WHAT THIS TASK INVOLVES :: Give the records again, word for word.

---*---

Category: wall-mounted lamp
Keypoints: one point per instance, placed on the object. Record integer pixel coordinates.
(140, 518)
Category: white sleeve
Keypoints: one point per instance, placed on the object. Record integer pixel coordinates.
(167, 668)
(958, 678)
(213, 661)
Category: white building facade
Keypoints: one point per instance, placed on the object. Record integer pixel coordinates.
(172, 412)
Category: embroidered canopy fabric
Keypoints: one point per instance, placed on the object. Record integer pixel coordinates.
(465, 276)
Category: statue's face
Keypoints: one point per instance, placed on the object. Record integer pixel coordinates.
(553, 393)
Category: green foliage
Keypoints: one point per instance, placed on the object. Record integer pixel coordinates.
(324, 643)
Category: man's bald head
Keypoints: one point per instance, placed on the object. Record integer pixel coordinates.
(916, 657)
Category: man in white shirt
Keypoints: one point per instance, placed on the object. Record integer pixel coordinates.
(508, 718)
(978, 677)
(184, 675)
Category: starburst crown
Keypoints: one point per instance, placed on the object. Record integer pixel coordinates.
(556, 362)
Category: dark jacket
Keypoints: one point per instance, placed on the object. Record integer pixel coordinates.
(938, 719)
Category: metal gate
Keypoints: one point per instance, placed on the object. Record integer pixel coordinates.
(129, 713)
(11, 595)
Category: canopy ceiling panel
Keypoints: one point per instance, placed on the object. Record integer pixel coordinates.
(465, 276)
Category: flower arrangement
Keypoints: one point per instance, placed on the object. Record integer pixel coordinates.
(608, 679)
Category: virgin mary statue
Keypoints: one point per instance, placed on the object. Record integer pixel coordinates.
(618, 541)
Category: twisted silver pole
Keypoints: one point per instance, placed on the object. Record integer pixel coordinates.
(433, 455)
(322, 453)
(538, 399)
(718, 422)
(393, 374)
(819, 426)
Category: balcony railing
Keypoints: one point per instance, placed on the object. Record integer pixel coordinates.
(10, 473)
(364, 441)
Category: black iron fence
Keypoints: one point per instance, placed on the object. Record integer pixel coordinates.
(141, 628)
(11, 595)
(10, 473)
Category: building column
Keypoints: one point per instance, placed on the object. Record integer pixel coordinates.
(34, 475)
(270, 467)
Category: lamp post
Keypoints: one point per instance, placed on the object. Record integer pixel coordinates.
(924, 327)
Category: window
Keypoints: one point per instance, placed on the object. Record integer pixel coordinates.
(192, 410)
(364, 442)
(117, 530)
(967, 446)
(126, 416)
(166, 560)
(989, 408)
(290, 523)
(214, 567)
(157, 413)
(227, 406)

---*---

RESPONSE ::
Category: wall-mounted lamp
Keypoints: one point per instance, placed on the object. Record integer pixel coordinates.
(140, 518)
Category: white sleeve
Keypoints: one point per instance, placed on the object. Record integer pixel coordinates.
(167, 668)
(958, 678)
(213, 661)
Category: white building facade
Keypoints: one point per instance, placed on the object. Record integer pixel coordinates.
(172, 412)
Category: embroidered canopy fabric
Keypoints: one point per instance, placed on the object. Record integer pixel coordinates.
(465, 276)
Category: statue's face
Keypoints: one point per instance, placed on the object. Record integer pixel coordinates.
(553, 393)
Category: green foliage
Keypoints: one point per instance, placed on the object. Record integer pixel coordinates.
(324, 643)
Category: man's bald head
Keypoints: one point per instance, placed on the object. Record integer pixel coordinates.
(916, 657)
Category: man in white shirt
Keypoints: one point per instance, placed on the object. Record integer pixel coordinates.
(508, 718)
(978, 677)
(184, 675)
Category: starburst crown
Keypoints: one point per instance, placed on the object. Record integer pixel coordinates.
(556, 362)
Category: dark jacket
Keypoints: one point per instance, placed on the object. Record integer pixel coordinates.
(938, 719)
Category: metal gate
Keypoints: one point per instance, placed on the object. Record integer pixel coordinates.
(129, 713)
(11, 595)
Category: canopy ceiling panel
Keypoints: one point per instance, placed on the object. Record integer pixel coordinates.
(465, 276)
Category: flower arrangement
Keypoints: one point per instance, placed on the object. Record integer pixel coordinates.
(608, 679)
Category: virgin mary statue
Keypoints: one point per instance, placed on the object. Record integer pixel coordinates.
(618, 541)
Category: twisted silver pole
Keypoints: one point per instance, placed on the object. Record integer pixel coordinates.
(433, 455)
(322, 453)
(538, 399)
(718, 422)
(393, 374)
(819, 426)
Category: balcony railing
Keypoints: one point per instance, placed on the object. Record integer pixel coordinates.
(10, 473)
(364, 441)
Category: black iron fence
Keypoints: one point per instance, placed on the object. Record integer pixel coordinates.
(141, 628)
(11, 595)
(10, 473)
Category: building column
Keypoints: one point per instance, placed on the object. Record integer pixel coordinates.
(34, 475)
(270, 467)
Category: lamp post
Keypoints: one point per instance, placed on the object. Record integer pixel coordinates.
(924, 327)
Category: window
Keypoints: one point per instance, placed on the object. Record integer pixel coordinates.
(192, 410)
(364, 442)
(117, 530)
(967, 446)
(126, 416)
(166, 560)
(989, 408)
(290, 523)
(214, 567)
(157, 413)
(227, 406)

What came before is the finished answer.